**Documento**
____________

El último libro de Jeffrey D. Sachs forma parte del género, con sus méritos y deméritos. El economista estadounidense aborda en él los claroscuros de la globalización, “incluida su gran capacidad de mejorar la condición humana y, al mismo tiempo, plantear unas incuestionables amenazas”. El fenómeno pide una mirada amplia, desde luego, y Sachs no tarda ni una frase en proporcionárnosla. “La humanidad siempre ha estado globalizada, a partir de la dispersión de los humanos modernos desde África hace unos 70.000 años”. Voilà. Así comienza Las edades de la globalización.
El consenso histórico suele fijar el nacimiento de la globalización a raíz de la conquista de América, con muchas de las características actuales del fenómeno ya presentes en el siglo XIX, antes de dar el gran salto a finales del siglo XX. Para Sachs, sin embargo, siempre ha habido “interrelaciones de sociedades diversas a través de grandes áreas geográficas”, como él define la globalización. Pero al estirar el fenómeno hasta el límite, el economista estadounidense corre el riesgo de desvirtuarlo, incluso de romperlo.

____________

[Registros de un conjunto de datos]
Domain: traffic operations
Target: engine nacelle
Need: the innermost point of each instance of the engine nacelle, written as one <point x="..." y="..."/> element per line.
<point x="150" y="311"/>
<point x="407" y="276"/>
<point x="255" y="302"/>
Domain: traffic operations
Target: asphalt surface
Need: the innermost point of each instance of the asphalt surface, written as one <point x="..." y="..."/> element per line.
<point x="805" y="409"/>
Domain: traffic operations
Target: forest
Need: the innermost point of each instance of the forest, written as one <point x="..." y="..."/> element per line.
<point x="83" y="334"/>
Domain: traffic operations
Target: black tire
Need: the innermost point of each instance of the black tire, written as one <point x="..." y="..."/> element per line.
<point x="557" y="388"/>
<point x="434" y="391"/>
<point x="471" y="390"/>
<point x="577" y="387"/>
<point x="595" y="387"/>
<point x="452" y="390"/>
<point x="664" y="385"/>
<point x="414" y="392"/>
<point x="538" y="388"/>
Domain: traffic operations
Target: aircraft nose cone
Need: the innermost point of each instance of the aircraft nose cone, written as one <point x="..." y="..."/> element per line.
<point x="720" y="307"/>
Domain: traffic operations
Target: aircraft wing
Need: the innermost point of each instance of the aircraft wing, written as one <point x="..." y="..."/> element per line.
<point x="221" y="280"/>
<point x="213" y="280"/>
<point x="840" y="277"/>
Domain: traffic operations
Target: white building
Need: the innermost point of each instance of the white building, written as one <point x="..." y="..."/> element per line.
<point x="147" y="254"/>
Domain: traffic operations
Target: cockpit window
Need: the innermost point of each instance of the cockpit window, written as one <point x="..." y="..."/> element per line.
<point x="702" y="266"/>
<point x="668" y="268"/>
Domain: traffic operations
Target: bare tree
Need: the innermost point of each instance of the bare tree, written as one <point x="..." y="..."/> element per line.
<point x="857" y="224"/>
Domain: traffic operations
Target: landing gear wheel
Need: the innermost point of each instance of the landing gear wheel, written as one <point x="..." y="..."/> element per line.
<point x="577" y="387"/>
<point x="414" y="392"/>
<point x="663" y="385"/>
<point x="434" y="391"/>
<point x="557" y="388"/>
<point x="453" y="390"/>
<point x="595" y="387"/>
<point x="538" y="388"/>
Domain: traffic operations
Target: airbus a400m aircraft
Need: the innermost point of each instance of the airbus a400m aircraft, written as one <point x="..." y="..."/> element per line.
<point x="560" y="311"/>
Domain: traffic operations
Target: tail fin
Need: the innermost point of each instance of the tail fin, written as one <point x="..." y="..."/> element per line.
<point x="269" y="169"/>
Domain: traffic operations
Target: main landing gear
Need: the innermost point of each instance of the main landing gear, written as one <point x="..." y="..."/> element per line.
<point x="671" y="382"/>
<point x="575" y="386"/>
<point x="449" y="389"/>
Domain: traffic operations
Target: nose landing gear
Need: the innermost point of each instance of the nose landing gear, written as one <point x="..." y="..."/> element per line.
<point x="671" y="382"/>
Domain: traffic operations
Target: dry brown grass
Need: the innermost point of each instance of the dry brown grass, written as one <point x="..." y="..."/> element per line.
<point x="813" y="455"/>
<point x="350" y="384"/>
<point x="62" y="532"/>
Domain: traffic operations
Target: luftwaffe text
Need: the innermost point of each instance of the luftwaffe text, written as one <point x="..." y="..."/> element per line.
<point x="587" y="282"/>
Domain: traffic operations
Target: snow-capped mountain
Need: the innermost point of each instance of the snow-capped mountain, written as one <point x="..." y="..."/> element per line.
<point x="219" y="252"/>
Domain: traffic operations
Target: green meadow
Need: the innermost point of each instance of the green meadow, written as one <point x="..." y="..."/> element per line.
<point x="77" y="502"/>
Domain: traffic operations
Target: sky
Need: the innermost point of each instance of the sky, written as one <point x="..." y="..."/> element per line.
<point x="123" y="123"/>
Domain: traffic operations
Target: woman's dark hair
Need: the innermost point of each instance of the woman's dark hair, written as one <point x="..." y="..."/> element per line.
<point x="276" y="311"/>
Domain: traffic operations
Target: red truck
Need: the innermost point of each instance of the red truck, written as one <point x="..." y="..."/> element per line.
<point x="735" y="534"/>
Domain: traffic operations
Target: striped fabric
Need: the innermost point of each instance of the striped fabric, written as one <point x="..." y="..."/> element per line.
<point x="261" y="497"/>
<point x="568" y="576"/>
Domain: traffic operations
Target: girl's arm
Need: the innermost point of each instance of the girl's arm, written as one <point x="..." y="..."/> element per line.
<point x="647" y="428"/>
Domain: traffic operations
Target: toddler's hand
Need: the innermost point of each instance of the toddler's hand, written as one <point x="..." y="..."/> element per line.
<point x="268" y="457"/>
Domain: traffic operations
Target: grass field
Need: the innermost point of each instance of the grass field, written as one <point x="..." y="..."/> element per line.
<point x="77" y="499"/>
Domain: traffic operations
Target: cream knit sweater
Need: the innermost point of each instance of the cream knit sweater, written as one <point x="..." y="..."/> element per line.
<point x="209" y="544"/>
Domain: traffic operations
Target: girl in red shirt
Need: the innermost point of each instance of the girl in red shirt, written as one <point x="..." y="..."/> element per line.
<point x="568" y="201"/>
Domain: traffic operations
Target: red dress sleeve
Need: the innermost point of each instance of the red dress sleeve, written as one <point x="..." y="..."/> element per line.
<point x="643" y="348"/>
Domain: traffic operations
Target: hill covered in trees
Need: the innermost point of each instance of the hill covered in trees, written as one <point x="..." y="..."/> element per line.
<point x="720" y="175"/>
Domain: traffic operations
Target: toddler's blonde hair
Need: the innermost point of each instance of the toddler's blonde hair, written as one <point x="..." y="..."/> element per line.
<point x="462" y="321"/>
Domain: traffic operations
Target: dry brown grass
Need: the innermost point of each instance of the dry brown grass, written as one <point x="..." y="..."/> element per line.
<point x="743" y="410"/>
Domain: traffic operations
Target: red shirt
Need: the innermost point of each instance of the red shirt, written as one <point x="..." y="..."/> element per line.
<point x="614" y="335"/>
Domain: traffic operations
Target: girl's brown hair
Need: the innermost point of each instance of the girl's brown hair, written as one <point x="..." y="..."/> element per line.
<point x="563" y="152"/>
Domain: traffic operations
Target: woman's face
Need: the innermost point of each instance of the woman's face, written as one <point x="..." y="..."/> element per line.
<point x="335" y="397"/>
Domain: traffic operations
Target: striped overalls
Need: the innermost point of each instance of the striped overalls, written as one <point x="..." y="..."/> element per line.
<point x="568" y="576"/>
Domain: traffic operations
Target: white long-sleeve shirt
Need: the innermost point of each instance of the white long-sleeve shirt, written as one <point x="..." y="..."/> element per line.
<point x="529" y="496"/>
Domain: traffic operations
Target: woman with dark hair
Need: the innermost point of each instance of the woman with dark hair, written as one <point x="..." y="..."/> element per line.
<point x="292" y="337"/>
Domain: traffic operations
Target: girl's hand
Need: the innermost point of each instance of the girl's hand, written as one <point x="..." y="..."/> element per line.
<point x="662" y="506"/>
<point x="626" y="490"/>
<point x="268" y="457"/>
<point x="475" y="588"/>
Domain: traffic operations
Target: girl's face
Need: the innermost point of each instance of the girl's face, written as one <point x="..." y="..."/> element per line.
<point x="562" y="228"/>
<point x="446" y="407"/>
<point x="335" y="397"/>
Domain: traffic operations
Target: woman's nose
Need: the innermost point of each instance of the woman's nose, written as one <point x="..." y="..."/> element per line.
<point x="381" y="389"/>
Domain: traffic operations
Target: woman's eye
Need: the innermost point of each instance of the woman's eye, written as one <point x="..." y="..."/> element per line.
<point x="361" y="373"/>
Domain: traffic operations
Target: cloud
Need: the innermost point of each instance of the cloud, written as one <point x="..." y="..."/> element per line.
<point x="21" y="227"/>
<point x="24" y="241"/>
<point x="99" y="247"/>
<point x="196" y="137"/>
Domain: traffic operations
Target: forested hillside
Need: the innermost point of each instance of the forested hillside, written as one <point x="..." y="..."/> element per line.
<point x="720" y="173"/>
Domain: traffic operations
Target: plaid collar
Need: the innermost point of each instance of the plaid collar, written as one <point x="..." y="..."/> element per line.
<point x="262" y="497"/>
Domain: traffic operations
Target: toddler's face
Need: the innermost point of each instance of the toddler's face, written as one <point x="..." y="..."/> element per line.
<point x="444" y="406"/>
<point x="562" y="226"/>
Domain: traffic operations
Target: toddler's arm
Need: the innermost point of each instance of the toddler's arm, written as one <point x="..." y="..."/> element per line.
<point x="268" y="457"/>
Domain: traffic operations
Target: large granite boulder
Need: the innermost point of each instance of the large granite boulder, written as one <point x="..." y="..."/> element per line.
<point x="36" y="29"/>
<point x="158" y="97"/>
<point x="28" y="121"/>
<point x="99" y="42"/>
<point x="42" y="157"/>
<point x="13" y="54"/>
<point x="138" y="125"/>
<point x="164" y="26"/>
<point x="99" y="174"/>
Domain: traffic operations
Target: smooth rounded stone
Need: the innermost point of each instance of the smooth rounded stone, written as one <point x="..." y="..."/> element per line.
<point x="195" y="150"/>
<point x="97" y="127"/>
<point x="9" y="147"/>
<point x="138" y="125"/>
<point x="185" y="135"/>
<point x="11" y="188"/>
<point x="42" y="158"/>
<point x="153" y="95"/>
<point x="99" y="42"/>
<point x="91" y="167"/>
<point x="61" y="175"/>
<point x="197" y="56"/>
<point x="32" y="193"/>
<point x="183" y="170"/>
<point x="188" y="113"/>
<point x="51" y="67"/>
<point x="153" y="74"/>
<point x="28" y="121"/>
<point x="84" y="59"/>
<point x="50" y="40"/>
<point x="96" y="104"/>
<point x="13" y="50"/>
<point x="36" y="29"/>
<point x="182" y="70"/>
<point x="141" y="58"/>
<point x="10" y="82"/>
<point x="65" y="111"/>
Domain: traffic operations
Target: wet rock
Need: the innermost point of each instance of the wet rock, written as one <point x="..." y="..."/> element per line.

____________

**Ejercicio breve 1**
En la reseña sobre el libro de Sachs, ¿desde cuándo ha estado globalizada la humanidad según el economista?
**Ejercicio breve 2**
Prosigue la reseña sobre el libro de Sachs a partir de su última oración.
Estos datos no guardan ninguna relación con la reseña.

**Respuesta 1**
Desde la dispersión de los humanos modernos desde África, hace unos 70.000 años.

**Respuesta 2**
La definición habitual de globalización habla de la “aceleración y extensión de las relaciones”, no de su mera existencia. Supongamos, de todos modos, que lo que Sachs pretende es hablarnos de esa progresiva conquista del globo, de la historia de su episódica aceleración y extensión. Pues bien, cuesta imaginar a las bandas, clanes y tribus del Paleolítico superior hollando, pensando el mundo más allá de un limitado espacio geográfico, a pesar del nomadismo y de los primeros intercambios a larga distancia de objetos preciosos. No hay mundo más local, menos global que aquel. Cuesta conectar aquellas sociedades entre sí, levantar interrelaciones a través de vastas áreas geográficas, y no tanto por los kilómetros, sino por la imaginación de los involucrados. Salvando las distancias, es como hablar de globalización y colonias de hormigas, otra especie eusocial que también ha conquistado el planeta; dicho sea con todo el respeto del globo para los homo sapiens y para las formicidae.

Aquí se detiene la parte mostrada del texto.